**What to do:** Copy out the following passage on Cardtronics plc's assumption of the stock incentive plan word for word, in full.

**Provided text:**
• • •

On July 1, 2016, Cardtronics plc executed a deed of assumption (the “Deed of Assumption”) pursuant to which Cardtronics plc adopted and assumed, as of the Effective Time, (i) the Cardtronics, Inc. Third Amended and Restated 2007 Stock Incentive Plan (the “Assumed Plan”) and (ii) all outstanding awards granted under the Assumed Plan (including awards granted under prior versions of the Assumed Plan) and the 2001 Stock Incentive Plan of Cardtronics Delaware, as amended. The Deed of Assumption is filed as Exhibit 10.2 to this Current Report on Form 8-K and is incorporated by reference herein.

 

The Assumed Plan was amended, effective as of the Effective Time, to, among others, (i) facilitate the adoption and assumption by Cardtronics plc of the Assumed Plan, (ii) provide that Ordinary Shares (as defined below) of Cardtronics plc will be issued, acquired, purchased, held, made available or used to measure benefits or calculate amounts as appropriate under the Assumed Plan instead of shares of Cardtronics Delaware common stock, (iii) provide for the appropriate substitution of Cardtronics plc in place of references to Cardtronics Delaware in the Assumed Plan, as necessary, and (iv) comply or facilitate compliance with applicable English and/or U.S. corporate, regulatory and tax law requirements. The Assumed Plan and related amended forms of award agreements adopted in connection with the Assumed Plan are filed as Exhibits 10.3, 10.4, 10.5 and 10.6, respectively, to this Current Report on Form 8-K and incorporated by reference herein.

• • •

**Dataset content:**
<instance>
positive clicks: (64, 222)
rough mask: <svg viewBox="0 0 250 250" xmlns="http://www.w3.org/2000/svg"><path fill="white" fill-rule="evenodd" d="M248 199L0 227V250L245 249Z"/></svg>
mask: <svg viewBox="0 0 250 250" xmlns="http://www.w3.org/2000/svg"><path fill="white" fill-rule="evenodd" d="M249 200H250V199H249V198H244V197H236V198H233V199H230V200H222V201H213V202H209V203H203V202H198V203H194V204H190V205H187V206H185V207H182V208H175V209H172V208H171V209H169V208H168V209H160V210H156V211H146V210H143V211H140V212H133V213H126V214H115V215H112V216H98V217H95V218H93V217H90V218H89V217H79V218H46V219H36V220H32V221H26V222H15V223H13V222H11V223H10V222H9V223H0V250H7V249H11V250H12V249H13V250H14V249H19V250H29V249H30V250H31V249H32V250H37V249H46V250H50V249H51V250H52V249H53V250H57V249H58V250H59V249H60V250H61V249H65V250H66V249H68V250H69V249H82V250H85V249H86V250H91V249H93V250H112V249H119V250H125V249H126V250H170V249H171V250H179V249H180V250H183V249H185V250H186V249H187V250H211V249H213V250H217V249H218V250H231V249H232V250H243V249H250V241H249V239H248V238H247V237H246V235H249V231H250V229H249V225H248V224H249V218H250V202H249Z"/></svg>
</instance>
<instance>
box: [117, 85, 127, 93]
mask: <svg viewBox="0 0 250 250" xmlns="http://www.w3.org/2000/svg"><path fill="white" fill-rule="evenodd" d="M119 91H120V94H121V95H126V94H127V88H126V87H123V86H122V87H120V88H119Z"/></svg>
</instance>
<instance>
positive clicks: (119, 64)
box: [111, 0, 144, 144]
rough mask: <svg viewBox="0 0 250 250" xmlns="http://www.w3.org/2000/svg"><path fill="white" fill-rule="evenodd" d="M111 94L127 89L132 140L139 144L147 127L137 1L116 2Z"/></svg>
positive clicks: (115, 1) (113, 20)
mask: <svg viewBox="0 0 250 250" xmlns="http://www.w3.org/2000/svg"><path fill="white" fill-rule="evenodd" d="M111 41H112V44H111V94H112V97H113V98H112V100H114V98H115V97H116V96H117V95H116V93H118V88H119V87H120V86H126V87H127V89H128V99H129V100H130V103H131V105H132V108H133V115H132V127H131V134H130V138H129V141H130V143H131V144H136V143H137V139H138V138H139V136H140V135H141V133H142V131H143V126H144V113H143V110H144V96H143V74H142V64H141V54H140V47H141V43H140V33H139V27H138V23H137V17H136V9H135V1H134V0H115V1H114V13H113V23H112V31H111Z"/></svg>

• • •

**Your response:**
On July 1, 2016, Cardtronics plc executed a deed of assumption (the “Deed of Assumption”) pursuant to which Cardtronics plc adopted and assumed, as of the Effective Time, (i) the Cardtronics, Inc. Third Amended and Restated 2007 Stock Incentive Plan (the “Assumed Plan”) and (ii) all outstanding awards granted under the Assumed Plan (including awards granted under prior versions of the Assumed Plan) and the 2001 Stock Incentive Plan of Cardtronics Delaware, as amended. The Deed of Assumption is filed as Exhibit 10.2 to this Current Report on Form 8-K and is incorporated by reference herein.

 

The Assumed Plan was amended, effective as of the Effective Time, to, among others, (i) facilitate the adoption and assumption by Cardtronics plc of the Assumed Plan, (ii) provide that Ordinary Shares (as defined below) of Cardtronics plc will be issued, acquired, purchased, held, made available or used to measure benefits or calculate amounts as appropriate under the Assumed Plan instead of shares of Cardtronics Delaware common stock, (iii) provide for the appropriate substitution of Cardtronics plc in place of references to Cardtronics Delaware in the Assumed Plan, as necessary, and (iv) comply or facilitate compliance with applicable English and/or U.S. corporate, regulatory and tax law requirements. The Assumed Plan and related amended forms of award agreements adopted in connection with the Assumed Plan are filed as Exhibits 10.3, 10.4, 10.5 and 10.6, respectively, to this Current Report on Form 8-K and incorporated by reference herein.